--- Start Data extract ---
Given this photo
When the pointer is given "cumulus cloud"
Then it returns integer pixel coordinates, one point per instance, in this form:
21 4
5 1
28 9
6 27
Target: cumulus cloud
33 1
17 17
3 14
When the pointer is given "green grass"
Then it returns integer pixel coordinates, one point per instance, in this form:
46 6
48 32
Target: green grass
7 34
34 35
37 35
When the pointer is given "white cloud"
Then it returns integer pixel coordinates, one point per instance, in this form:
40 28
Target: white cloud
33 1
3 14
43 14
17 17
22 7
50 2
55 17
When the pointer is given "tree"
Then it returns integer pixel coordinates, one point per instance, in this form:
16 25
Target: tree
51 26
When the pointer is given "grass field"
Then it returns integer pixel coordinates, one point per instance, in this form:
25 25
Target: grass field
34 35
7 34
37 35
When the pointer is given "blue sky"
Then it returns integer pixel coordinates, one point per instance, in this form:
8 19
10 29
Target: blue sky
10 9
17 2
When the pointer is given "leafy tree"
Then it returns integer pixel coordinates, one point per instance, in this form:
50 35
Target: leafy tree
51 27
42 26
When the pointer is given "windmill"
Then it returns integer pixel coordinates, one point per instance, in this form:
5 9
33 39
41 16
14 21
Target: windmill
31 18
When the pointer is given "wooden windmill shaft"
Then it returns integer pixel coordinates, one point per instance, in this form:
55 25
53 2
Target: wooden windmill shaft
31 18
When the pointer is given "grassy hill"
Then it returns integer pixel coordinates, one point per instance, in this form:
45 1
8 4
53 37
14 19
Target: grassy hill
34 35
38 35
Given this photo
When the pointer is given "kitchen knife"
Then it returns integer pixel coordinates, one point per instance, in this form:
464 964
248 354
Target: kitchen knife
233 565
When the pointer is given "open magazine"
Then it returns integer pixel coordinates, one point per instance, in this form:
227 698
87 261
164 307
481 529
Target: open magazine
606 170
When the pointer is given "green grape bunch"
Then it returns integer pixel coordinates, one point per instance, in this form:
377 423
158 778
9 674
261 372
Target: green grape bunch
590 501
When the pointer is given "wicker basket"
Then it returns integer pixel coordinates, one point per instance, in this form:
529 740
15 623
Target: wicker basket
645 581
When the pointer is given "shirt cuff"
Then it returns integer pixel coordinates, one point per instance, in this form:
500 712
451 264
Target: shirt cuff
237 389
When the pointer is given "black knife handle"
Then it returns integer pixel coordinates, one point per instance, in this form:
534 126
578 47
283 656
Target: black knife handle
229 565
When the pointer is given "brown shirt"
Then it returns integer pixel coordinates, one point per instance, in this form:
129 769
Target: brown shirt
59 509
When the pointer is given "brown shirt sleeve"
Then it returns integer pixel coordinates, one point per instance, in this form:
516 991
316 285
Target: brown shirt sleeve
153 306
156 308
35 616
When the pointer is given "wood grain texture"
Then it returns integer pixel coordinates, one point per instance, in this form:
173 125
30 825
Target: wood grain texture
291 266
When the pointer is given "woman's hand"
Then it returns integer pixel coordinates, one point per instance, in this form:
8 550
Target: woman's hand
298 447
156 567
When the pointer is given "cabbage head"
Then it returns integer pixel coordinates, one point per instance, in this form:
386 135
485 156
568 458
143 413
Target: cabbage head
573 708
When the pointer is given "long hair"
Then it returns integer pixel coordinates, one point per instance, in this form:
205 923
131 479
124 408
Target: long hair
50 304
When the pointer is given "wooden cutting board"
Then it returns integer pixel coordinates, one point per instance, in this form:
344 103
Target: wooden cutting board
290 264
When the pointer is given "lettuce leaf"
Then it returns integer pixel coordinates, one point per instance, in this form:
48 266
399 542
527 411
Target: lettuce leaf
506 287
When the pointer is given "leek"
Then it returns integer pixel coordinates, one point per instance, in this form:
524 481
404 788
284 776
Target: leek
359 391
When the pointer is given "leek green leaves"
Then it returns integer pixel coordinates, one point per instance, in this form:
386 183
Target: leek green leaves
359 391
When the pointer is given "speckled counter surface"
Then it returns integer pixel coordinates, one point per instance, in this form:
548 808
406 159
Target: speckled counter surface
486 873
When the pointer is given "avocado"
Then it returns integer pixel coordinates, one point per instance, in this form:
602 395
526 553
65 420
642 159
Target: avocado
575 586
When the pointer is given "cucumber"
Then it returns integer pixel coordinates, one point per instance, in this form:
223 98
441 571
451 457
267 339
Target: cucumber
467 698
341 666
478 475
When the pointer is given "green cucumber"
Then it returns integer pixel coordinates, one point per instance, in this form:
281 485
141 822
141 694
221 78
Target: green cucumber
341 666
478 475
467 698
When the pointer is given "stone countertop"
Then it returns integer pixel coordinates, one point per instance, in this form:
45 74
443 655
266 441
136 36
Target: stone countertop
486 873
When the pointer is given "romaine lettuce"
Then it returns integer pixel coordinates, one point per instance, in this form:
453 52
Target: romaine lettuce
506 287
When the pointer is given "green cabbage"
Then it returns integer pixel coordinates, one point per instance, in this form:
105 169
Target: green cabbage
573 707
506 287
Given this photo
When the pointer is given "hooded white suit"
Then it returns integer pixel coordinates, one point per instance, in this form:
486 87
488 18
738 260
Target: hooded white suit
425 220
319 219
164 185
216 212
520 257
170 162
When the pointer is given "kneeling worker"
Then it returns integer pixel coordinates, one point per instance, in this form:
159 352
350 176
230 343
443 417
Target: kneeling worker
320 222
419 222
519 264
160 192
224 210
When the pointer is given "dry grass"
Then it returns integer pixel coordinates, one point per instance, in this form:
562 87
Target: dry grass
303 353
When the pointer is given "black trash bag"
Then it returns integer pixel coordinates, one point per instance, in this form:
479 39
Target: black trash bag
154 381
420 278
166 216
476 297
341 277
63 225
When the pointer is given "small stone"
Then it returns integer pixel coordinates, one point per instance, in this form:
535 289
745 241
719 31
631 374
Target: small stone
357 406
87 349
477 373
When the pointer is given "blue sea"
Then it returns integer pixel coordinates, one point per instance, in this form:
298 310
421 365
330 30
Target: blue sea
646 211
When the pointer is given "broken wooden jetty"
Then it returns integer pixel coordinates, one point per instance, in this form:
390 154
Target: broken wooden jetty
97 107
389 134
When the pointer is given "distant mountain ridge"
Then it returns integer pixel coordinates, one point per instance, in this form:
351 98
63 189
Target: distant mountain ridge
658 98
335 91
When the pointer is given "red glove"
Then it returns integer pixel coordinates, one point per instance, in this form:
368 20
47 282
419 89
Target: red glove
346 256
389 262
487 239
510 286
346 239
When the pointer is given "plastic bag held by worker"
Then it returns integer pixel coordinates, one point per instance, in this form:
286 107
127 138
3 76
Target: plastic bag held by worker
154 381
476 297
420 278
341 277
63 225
--- End Data extract ---
-- Exercise instructions --
Please restate the whole listing word for word.

-- Problem solution --
Given this photo
When the pointer is given "cumulus cloud"
Then it returns integer pixel coordinates, one point per instance, in this form:
21 4
5 1
28 9
6 27
Target: cumulus cloud
33 1
17 17
3 14
When the pointer is given "green grass"
Then it returns integer pixel coordinates, one point per instance, in this form:
46 6
48 32
Target: green grass
7 34
34 35
37 35
When the pointer is given "white cloud"
Then it returns integer pixel coordinates, one point per instance, in this form:
40 28
Target: white cloud
33 1
3 14
43 14
17 17
22 7
50 2
55 17
When the pointer is given "tree"
Then it returns integer pixel coordinates, one point per instance, in this form:
16 25
Target: tree
51 26
When the pointer is given "grass field"
Then it returns integer pixel coordinates, one point per instance, in this form:
25 25
Target: grass field
34 35
7 34
37 35
When the pointer is given "blue sky"
Then it returns integer pixel coordinates, one point per instance, in this form:
8 19
10 29
Target: blue sky
10 9
17 2
When the pointer is given "leafy tree"
Then it returns integer pixel coordinates, one point per instance, in this form:
50 35
Target: leafy tree
51 27
42 26
When the pointer is given "windmill"
Then it returns integer pixel coordinates, one point per instance, in this form:
5 9
33 39
41 16
14 21
Target: windmill
31 18
When the pointer is given "wooden windmill shaft"
Then it returns integer pixel coordinates, one point per instance, in this form:
55 25
53 2
Target: wooden windmill shaft
31 18
When the pointer is given "grassy hill"
Then it returns integer pixel coordinates, one point per instance, in this form:
45 1
8 4
53 37
14 19
Target: grassy hill
34 35
38 35
Given this photo
When the pointer is given "kitchen knife"
Then it returns integer pixel coordinates, one point per instance, in this form:
464 964
248 354
Target: kitchen knife
233 565
When the pointer is given "open magazine"
Then it returns integer pixel coordinates, one point per instance, in this form:
227 698
87 261
164 307
481 529
Target: open magazine
606 170
When the pointer is given "green grape bunch"
Then it returns integer pixel coordinates, one point per instance, in this form:
377 423
158 778
9 674
261 372
Target: green grape bunch
590 501
When the pointer is given "wicker basket"
Then it returns integer pixel coordinates, one point per instance, in this form:
529 740
15 623
Target: wicker basket
645 581
When the pointer is given "shirt cuff"
Then it returns integer pixel coordinates, one point per instance, in this form:
500 712
451 264
Target: shirt cuff
237 389
When the pointer is given "black knife handle"
Then it returns integer pixel coordinates, one point per instance, in this form:
534 126
578 47
283 656
Target: black knife handle
229 565
When the pointer is given "brown shirt"
Then it returns integer pixel coordinates, one point per instance, in this form:
129 769
Target: brown shirt
59 509
When the pointer is given "brown shirt sleeve"
Then it returns integer pixel coordinates, one point per instance, in this form:
516 991
316 285
Target: brown shirt sleeve
153 306
156 308
35 616
When the pointer is given "wood grain texture"
Then it returns integer pixel coordinates, one point per instance, in this form:
173 125
30 825
Target: wood grain texture
291 266
When the pointer is given "woman's hand"
Then it returns integer pixel coordinates, one point per instance, in this form:
8 550
Target: woman's hand
298 447
156 567
When the pointer is given "cabbage head"
Then it returns integer pixel coordinates, one point per instance, in this form:
386 135
485 156
568 458
143 413
Target: cabbage head
573 708
When the pointer is given "long hair"
Then it returns integer pixel coordinates, one point per instance, in this form:
205 923
131 479
124 408
Target: long hair
50 304
When the pointer is given "wooden cutting board"
Then it returns integer pixel coordinates, one point per instance, in this form:
344 103
Target: wooden cutting board
290 264
When the pointer is given "lettuce leaf"
Then it returns integer pixel coordinates, one point per instance, in this form:
48 266
399 542
527 411
Target: lettuce leaf
506 287
When the pointer is given "leek"
Then it returns integer pixel coordinates, one point per instance, in this form:
524 481
404 788
284 776
Target: leek
359 391
When the pointer is given "leek green leaves"
Then it returns integer pixel coordinates, one point per instance, in this form:
386 183
Target: leek green leaves
359 391
When the pointer is given "speckled counter surface"
Then it returns integer pixel coordinates, one point per instance, in this form:
548 808
406 159
Target: speckled counter surface
486 873
When the pointer is given "avocado"
Then it returns integer pixel coordinates, one point per instance, in this form:
602 395
526 553
65 420
642 159
Target: avocado
575 586
When the pointer is given "cucumber"
Then it returns integer pixel coordinates, one point per instance, in this form:
223 98
441 571
451 457
267 339
Target: cucumber
467 698
341 666
478 475
When the pointer is given "green cucumber"
Then it returns integer pixel coordinates, one point per instance, in this form:
281 485
141 822
141 694
221 78
Target: green cucumber
341 666
478 475
467 698
When the pointer is given "stone countertop"
Then it returns integer pixel coordinates, one point per instance, in this form:
45 74
443 655
266 441
136 36
Target: stone countertop
486 873
When the pointer is given "romaine lettuce"
Then it returns integer pixel coordinates, one point per instance, in this form:
453 52
Target: romaine lettuce
506 287
When the pointer is given "green cabbage"
Then it returns integer pixel coordinates, one point per instance, in this form:
105 169
Target: green cabbage
573 707
506 287
Given this photo
When the pointer is given "hooded white suit"
Then it returns integer pixel coordinates, one point per instance, in this form:
486 87
488 18
738 260
Target: hooded white suit
425 220
319 219
164 185
216 212
520 257
170 162
When the pointer is given "kneeling worker"
Then it returns integer pixel coordinates, one point per instance, in this form:
159 352
350 176
230 343
443 417
Target: kneeling worker
320 222
419 222
519 264
160 192
224 210
When the pointer is given "dry grass"
Then it returns integer pixel coordinates, one point per instance, in this form:
562 87
Target: dry grass
303 353
When the pointer is given "black trash bag"
Then it returns integer pixel coordinates, one point per instance, in this form:
479 39
Target: black trash bag
154 381
420 278
166 216
476 297
341 277
63 225
When the pointer is given "small stone"
Then it returns integer pixel coordinates, one point per instance, in this form:
535 289
745 241
719 31
631 374
Target: small stone
357 406
87 349
477 373
When the pointer is given "blue sea"
Then it returns integer pixel coordinates, one point per instance, in this form:
298 310
421 365
330 30
Target: blue sea
646 211
When the pointer is given "broken wooden jetty"
Then it returns integer pixel coordinates, one point per instance, in this form:
390 154
Target: broken wooden jetty
97 107
389 134
When the pointer is given "distant mountain ridge"
Then it returns integer pixel coordinates, one point per instance, in this form:
351 98
63 189
Target: distant mountain ridge
658 98
335 91
When the pointer is given "red glove"
Then it returns integer pixel coordinates, one point per instance, in this form:
368 20
47 282
419 89
Target: red glove
346 256
389 262
487 239
510 286
346 239
When the pointer is given "plastic bag held by worker"
Then it returns integer pixel coordinates, one point per instance, in this form:
286 107
127 138
3 76
Target: plastic bag held by worker
154 381
476 297
420 278
341 277
63 225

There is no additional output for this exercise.